● EXTRAIT DU TEXTE:

((

Chloé Sassi est de ces personnes éprises du passé et suspicieuses du futur. Elle appartient à cette génération qui se construit sur un terrain vague. Face à nos quotidiens semés de troubles écologiques et de traités de collapsologie ; face à nos paysages en mutation constante et à la nature fragile, elle, en cherche la grande puissance. Elle a grandi dans cette nature sauvage en traînant ses pieds dans les marais bretons, et c’est sans doute ce qui a scellé ces liens intrinsèques entre cette nature et son travail. Entre la nostalgie des décennies précédentes et la présomption d’un avenir désastreux, entre le brouillard asphyxiant de la pollution et la douce brume des fantômes, Chloé retrace le mystère. Comme une fuite vers d’autres univers pour un rendez-vous originel, elle tente un « retour aux origines par la fin du monde » (1). Ses travaux, entre photographies, vidéos et tableaux vivants, sont toujours empreints d’une pulsion de vie, d’un espoir naissant porté par une jeunesse incarnée ; cette jeunesse qui plonge dans un monde dégradé, une jeunesse qui erre et qui crée des images avec ce qu’il reste des autres temps.

))

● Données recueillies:

((

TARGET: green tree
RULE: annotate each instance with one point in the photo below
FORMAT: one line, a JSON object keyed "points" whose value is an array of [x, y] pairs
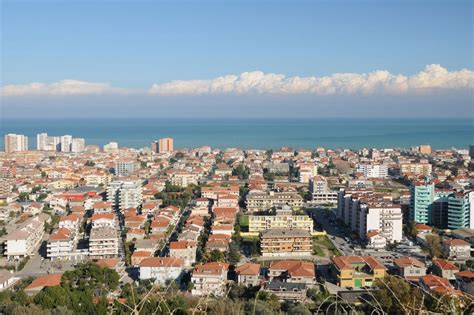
{"points": [[216, 255], [396, 296], [433, 243], [410, 229]]}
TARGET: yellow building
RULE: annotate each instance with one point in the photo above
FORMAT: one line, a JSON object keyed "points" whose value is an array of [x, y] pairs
{"points": [[357, 271]]}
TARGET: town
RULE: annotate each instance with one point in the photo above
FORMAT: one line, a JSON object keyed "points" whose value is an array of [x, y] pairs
{"points": [[96, 230]]}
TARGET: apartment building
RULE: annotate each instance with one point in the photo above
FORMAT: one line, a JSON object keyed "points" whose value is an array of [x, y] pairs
{"points": [[285, 242], [103, 242], [165, 145], [415, 169], [125, 195], [185, 250], [457, 248], [161, 269], [372, 170], [61, 245], [295, 271], [357, 271], [264, 201], [321, 194], [23, 240], [461, 210], [213, 192], [365, 211], [15, 143], [248, 274], [283, 218], [421, 202], [410, 268], [125, 167], [78, 145], [66, 142], [210, 279], [184, 178]]}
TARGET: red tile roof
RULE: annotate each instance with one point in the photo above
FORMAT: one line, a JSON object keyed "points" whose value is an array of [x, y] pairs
{"points": [[45, 281], [249, 269], [347, 262], [295, 268], [444, 264], [162, 262]]}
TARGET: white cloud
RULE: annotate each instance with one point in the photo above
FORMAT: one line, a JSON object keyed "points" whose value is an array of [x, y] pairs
{"points": [[433, 77], [63, 87]]}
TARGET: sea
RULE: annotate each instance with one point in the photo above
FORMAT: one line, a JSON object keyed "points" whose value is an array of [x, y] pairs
{"points": [[334, 133]]}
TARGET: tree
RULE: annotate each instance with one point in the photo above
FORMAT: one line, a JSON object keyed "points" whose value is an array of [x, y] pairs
{"points": [[216, 255], [410, 229], [242, 171], [396, 296], [234, 254], [23, 196], [433, 243]]}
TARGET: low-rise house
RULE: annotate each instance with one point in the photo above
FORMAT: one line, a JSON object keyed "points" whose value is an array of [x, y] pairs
{"points": [[138, 256], [23, 240], [185, 250], [410, 268], [102, 207], [438, 284], [61, 244], [218, 242], [43, 282], [7, 279], [161, 269], [465, 281], [159, 225], [357, 271], [135, 234], [210, 279], [444, 269], [283, 218], [285, 242], [376, 240], [148, 245], [457, 249], [248, 274], [70, 222], [293, 271], [150, 209], [113, 263], [103, 242], [287, 291], [103, 220]]}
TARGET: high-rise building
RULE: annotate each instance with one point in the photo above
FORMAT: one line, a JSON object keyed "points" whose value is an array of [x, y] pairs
{"points": [[111, 147], [15, 143], [461, 210], [125, 195], [425, 149], [373, 170], [166, 145], [421, 202], [440, 209], [124, 168], [364, 211], [66, 142], [155, 146], [41, 140], [78, 145]]}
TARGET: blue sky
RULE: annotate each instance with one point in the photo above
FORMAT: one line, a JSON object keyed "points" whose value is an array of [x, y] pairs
{"points": [[134, 44]]}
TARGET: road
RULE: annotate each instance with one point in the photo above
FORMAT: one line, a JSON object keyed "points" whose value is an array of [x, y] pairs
{"points": [[340, 237], [163, 251]]}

))

● CONSIGNE ÉCRITE:
Reprenez le texte consacré à Chloé Sassi et prolongez-le à partir de sa dernière phrase.

● RÉPONSE:
C’est alors que l’artiste part à la quête de ciels étranges, à la lumière de l’aurore ou du crépuscule, pour favoriser la perméabilité d’un monde à un autre : du monde terrestre au monde céleste, de la nuit au jour, du début à la fin. Elle place alors ses personnages dans des paysages en vue d’une harmonie avec ces éclairages transitionnels. Au-delà des cieux, et toujours pour briser nos repères, pour ses décors, elle part à la recherche de tiers-lieux, de ruines, de villages abandonnés, de marécages… Tous ces « paysages entre archaïques et apocalyptiques » sont des lieux qui ont connu la vie, qui ont connu le temps puis qui ont succombé à l’abandon des leurs. Il s’agit de réécrire leur histoire, de les repeupler par la chair.
Alors elle arpente, elle voyage, elle rencontre, elle observe et à chaque instant, elle scrute. Elle modèle son propre Nouveau Monde, en parallèle du nôtre. Un monde avec son propre temps, ni vraiment passé, ni vraiment futur et certainement pas présent. Un monde avec ses propres territoires, mais surtout ses propres individus. Dans cette époque où le désastre sanitaire nous rapproche petit à petit de la possibilité d’un avenir aseptisé ; le monde de Chloé Sassi place finalement les corps sur le devant de la scène.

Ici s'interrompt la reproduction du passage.